DIRECTION | Please pick out and copy each line in the records below that contains the string "target".

[Stored data]
• • • • • • •

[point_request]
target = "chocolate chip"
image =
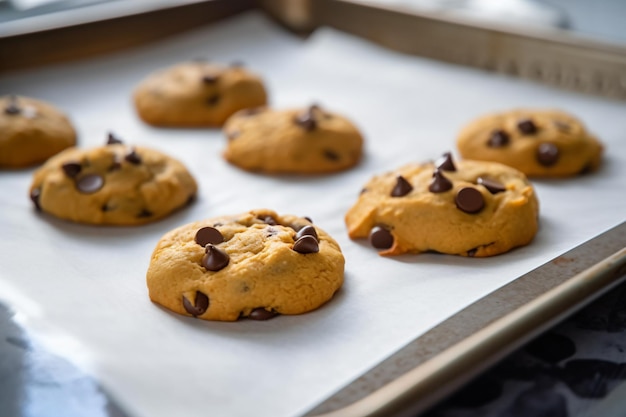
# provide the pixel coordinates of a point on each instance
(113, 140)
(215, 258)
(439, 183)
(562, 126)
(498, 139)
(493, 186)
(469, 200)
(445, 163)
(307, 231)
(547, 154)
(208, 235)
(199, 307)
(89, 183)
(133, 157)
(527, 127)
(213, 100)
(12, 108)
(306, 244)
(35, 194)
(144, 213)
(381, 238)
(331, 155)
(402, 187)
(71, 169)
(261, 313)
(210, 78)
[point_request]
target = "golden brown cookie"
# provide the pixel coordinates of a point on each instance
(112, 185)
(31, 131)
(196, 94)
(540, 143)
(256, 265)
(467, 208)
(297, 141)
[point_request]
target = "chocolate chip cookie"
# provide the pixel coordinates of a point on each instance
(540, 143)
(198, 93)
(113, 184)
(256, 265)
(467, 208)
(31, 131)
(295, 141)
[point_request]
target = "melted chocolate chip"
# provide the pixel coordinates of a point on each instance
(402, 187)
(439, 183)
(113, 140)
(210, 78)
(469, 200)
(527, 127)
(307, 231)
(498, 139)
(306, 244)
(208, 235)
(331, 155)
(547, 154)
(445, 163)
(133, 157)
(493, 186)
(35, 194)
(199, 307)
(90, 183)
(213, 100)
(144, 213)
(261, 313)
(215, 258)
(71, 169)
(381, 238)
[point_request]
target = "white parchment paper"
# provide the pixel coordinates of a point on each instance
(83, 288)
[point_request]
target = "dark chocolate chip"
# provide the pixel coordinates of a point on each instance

• • • • • • •

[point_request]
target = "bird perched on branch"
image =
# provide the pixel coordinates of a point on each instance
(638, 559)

• • • • • • •

SOLUTION TO THE EXERCISE |
target = "chocolate chip"
target = "golden brown cookie"
target = "chocolate chip cookie"
target = "melted chocolate chip"
target = "white parchment paper"
target = "dark chocolate chip"
target = "bird perched on branch"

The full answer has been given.